▶ _Activity_
Would you please return all of the entries below exactly as shown?

[Collected data]
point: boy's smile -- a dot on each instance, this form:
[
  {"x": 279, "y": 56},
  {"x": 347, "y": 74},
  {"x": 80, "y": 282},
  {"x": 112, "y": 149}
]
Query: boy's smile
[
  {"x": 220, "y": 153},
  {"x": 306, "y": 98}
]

▶ _Response for this exercise_
point: boy's smile -- a dot on each instance, this form:
[
  {"x": 279, "y": 56},
  {"x": 347, "y": 74},
  {"x": 80, "y": 282},
  {"x": 112, "y": 149}
]
Query: boy's smile
[
  {"x": 220, "y": 153},
  {"x": 306, "y": 98}
]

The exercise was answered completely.